* [EXERCISE]
Change "bar stool" to "counter stool" in the part of the records that opens with the line containing "cord in the photo above." and runs through the end of the records, then give that part again with nothing else altered.

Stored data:

◇ ◇ ◇ ◇ ◇ ◇ ◇

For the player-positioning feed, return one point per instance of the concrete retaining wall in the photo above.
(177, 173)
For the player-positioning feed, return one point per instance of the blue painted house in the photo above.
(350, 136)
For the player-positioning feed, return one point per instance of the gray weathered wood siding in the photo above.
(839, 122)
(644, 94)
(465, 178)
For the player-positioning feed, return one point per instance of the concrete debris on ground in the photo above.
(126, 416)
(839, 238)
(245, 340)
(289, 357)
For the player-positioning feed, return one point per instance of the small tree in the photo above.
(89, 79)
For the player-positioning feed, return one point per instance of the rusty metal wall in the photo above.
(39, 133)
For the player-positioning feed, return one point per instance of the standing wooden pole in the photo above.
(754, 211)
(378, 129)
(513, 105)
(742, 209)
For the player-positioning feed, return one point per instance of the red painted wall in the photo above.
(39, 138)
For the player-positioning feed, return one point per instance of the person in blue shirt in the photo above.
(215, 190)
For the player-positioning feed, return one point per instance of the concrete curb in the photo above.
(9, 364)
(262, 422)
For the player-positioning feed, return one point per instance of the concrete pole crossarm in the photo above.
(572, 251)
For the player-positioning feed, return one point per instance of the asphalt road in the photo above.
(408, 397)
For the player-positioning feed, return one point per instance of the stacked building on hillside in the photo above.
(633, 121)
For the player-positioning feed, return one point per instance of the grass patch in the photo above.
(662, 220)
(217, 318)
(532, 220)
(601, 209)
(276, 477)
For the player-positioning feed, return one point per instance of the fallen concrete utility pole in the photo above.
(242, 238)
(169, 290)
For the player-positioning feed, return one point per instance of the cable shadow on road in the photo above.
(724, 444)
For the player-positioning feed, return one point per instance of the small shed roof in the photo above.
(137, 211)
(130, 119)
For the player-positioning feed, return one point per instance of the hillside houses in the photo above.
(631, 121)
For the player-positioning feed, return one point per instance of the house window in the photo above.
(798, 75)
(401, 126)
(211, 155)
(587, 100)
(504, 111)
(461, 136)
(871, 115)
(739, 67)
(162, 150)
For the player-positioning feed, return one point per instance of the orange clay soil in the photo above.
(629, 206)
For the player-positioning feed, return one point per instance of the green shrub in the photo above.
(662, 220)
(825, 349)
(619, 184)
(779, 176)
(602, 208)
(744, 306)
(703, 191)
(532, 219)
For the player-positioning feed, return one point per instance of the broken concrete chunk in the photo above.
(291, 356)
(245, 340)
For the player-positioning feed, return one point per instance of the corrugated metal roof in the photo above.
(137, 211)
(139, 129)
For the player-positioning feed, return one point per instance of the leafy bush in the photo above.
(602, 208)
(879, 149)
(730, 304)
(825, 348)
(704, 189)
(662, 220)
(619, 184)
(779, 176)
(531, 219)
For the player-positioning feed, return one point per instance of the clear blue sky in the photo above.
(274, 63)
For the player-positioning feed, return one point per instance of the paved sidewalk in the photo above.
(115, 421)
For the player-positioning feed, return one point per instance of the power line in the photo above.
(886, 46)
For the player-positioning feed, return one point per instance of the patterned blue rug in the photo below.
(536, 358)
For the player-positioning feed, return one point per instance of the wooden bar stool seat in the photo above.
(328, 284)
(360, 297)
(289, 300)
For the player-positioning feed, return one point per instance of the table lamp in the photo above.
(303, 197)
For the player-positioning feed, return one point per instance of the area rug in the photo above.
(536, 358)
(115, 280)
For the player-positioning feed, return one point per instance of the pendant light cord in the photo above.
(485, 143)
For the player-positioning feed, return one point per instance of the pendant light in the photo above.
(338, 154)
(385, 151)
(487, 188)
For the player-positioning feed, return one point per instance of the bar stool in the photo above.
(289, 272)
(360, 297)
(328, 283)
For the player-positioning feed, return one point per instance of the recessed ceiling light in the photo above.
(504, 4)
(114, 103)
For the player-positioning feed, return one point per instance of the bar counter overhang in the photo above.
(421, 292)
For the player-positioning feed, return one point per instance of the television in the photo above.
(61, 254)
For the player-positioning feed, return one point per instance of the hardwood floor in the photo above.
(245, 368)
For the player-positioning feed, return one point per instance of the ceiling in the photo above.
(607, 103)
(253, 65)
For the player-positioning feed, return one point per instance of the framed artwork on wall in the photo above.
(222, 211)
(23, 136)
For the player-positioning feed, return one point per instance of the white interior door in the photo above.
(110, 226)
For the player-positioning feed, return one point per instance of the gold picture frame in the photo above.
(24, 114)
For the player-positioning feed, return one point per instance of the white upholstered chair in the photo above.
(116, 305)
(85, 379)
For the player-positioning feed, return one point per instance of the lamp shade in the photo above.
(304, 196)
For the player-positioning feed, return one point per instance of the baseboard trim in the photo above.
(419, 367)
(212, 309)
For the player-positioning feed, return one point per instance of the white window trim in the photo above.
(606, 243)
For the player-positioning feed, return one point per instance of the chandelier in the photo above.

◇ ◇ ◇ ◇ ◇ ◇ ◇

* [REPLY]
For the player-positioning feed, return one point per instance of the pendant light cord in the photo above.
(485, 143)
For the player-positioning feed, return one point per instance of the pendant light in the photo above.
(338, 154)
(385, 151)
(487, 188)
For the player-positioning feed, return one point per instance of the counter stool in the photo above.
(289, 272)
(360, 297)
(328, 283)
For the player-positioning feed, return one point per instance of the recessed ceiling light in the photo above.
(504, 4)
(114, 103)
For the player-positioning feed, return one point per instance of the bar counter overhang in the photo above.
(421, 292)
For the player-positioning feed, return one point per instance of the television in the photo above.
(61, 254)
For the player-positioning feed, return one point per instance of the hardwood floor in the photo above.
(245, 368)
For the player-positioning feed, return one point per instance of the ceiling in the photo above.
(607, 103)
(253, 65)
For the player-positioning feed, return one point per instance of the framed artwork on wall in the photo above.
(222, 211)
(23, 136)
For the player-positioning feed, return one point per instance of the white interior door in the photo above.
(110, 226)
For the player-positioning feed, return one point per instance of the gold picture frame in the photo above.
(24, 114)
For the player-positioning feed, return one point per instance of the white upholstered chair in the photo above.
(116, 305)
(85, 379)
For the player-positioning feed, return one point per instance of the lamp shade in the photo above.
(304, 196)
For the player-positioning feed, return one point per instance of the baseboard trim in the photo above.
(419, 367)
(212, 309)
For the player-positioning feed, return one point per instance of the white window trim in the photo above.
(606, 243)
For the player-positioning feed, return one point per instance of the chandelier in the photo above.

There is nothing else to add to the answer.